HeroScape is a new minatures board game put out by Hasbro, from the designers of BattleMasters, etc that is getting RAVE reviews.
I strongly recommend it. It is a very fun, very simple to play but solid rules, with something for everyone, genre-wise.
Seriously, it's known to "bring out the kid in everyone."
It has the best quality miniatures for the price anywhere, a revolutionary interlocking tile/terrain system, and is insanely customizable. For only $40.
I can't believe more boardgamers on ENWorld aren't playing this.
Read the Boardgamegeek page full of praise for this wonderful new game.
I can almost guarantee you will not be disappointed.


----------



## devilish (Nov 8, 2004)

reapersaurus said:
			
		

> HeroScape is a new minatures board game put out by Hasbro, from the designers of BattleMasters, etc that is getting RAVE reviews.
> I strongly recommend it. It is a very fun, very simple to play but solid rules, with something for everyone, genre-wise.
> Seriously, it's known to "bring out the kid in everyone."
> It has the best quality miniatures for the price anywhere, a revolutionary interlocking tile/terrain system, and is insanely customizable. For only $40.

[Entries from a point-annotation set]
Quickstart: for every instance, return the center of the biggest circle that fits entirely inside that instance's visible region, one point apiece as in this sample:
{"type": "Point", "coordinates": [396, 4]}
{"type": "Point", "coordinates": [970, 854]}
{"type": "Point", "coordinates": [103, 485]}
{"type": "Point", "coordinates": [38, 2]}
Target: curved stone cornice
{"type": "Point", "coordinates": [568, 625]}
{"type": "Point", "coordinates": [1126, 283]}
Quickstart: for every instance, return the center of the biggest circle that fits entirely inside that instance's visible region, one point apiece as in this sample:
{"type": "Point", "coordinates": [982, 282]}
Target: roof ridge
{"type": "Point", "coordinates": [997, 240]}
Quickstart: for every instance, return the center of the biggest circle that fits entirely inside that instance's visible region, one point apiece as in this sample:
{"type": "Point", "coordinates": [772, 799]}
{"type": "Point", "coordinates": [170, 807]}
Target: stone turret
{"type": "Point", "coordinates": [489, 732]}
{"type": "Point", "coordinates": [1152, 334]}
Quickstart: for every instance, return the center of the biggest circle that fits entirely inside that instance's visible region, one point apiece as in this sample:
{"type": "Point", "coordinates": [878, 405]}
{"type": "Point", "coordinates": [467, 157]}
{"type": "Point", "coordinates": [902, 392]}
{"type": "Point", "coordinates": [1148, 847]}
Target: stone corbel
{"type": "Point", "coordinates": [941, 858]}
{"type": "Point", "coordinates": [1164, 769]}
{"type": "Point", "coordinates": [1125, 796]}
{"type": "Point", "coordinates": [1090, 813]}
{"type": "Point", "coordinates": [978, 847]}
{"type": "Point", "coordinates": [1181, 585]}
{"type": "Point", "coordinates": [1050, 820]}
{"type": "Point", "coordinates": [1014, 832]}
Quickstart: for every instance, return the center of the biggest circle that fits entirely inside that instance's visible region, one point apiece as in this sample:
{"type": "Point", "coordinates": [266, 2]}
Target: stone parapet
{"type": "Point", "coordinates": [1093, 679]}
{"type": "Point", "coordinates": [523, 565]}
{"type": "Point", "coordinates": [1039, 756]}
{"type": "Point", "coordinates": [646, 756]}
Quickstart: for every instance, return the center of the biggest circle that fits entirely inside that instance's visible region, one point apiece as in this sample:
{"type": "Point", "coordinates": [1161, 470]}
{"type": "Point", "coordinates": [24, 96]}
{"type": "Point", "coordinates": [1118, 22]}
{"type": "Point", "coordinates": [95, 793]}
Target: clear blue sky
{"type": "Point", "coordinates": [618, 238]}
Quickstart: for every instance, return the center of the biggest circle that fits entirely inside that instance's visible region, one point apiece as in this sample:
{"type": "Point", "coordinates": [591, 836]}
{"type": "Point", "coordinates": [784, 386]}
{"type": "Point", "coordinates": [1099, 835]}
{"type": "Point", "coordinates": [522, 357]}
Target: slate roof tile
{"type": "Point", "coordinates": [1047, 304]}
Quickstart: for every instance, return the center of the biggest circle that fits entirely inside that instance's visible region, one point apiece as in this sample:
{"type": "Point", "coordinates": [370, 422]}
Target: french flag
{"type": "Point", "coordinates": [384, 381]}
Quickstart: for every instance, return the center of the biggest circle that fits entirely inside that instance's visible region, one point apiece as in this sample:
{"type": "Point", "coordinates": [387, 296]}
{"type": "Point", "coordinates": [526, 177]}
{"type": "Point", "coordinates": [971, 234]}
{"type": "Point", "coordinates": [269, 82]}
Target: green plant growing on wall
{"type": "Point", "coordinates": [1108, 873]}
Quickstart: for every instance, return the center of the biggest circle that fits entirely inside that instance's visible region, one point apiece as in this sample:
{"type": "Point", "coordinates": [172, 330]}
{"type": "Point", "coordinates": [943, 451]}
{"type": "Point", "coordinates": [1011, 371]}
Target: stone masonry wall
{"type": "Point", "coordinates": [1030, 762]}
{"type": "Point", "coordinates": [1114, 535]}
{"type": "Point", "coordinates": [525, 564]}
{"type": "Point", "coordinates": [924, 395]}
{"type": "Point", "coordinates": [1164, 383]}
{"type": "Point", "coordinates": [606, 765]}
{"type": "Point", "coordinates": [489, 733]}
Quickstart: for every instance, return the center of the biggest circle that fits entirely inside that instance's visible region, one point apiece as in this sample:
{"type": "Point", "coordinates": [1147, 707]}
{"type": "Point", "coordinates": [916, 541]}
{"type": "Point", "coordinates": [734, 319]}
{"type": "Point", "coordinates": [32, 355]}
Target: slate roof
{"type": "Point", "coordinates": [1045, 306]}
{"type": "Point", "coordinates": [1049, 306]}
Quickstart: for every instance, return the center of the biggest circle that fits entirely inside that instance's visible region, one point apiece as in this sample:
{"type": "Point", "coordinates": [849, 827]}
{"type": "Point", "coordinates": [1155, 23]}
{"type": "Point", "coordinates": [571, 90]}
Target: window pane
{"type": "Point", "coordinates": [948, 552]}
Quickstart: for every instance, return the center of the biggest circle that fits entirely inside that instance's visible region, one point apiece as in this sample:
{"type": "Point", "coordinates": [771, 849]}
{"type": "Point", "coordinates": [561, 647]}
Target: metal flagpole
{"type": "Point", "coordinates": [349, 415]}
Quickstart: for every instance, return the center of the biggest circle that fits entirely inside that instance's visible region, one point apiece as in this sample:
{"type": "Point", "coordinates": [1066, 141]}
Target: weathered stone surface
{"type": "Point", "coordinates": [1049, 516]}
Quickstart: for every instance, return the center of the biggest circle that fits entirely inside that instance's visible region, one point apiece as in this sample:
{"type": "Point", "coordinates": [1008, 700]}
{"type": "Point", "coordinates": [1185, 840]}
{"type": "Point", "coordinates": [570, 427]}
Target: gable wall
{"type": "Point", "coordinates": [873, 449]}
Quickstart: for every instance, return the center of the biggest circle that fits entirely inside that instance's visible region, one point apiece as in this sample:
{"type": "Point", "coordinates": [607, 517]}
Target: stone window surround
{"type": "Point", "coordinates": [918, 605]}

YOUR GOAL: Write the next part of the HeroScape forum thread, starting right after its last line. The data have no part in this.

EXERCISE RESULT:
> ...




Actually saw a commercial on TV for it this weekend -- it did look
cool!  They show you pulling characters(miniatures) out from 
different time periods to wage war.  On the list...


----------



## John Q. Mayhem (Nov 15, 2004)

LotR Risk is fun. Significant strategy differences from normal Risk.


----------



## mojo1701 (Nov 15, 2004)

John Q. Mayhem said:
			
		

> LotR Risk is fun. Significant strategy differences from normal Risk.




Yes, this is quite true. There's a normal version, and a "Trilogy Edition." Which one do you have, John?


----------



## John Q. Mayhem (Nov 15, 2004)

Normal. I think the only difference is the map, but I've only played Trilogy once.


----------



## JoeGKushner (Nov 15, 2004)

Dungeoneer is fun. I have all four packs.

Risk Godstorm is supposed to be a blast. I have 2120 and it's fun.

Not fantasy, but Apples to Apples is a great game.

Ditto on Settlers.


----------



## mojo1701 (Nov 15, 2004)

John Q. Mayhem said:
			
		

> Normal. I think the only difference is the map, but I've only played Trilogy once.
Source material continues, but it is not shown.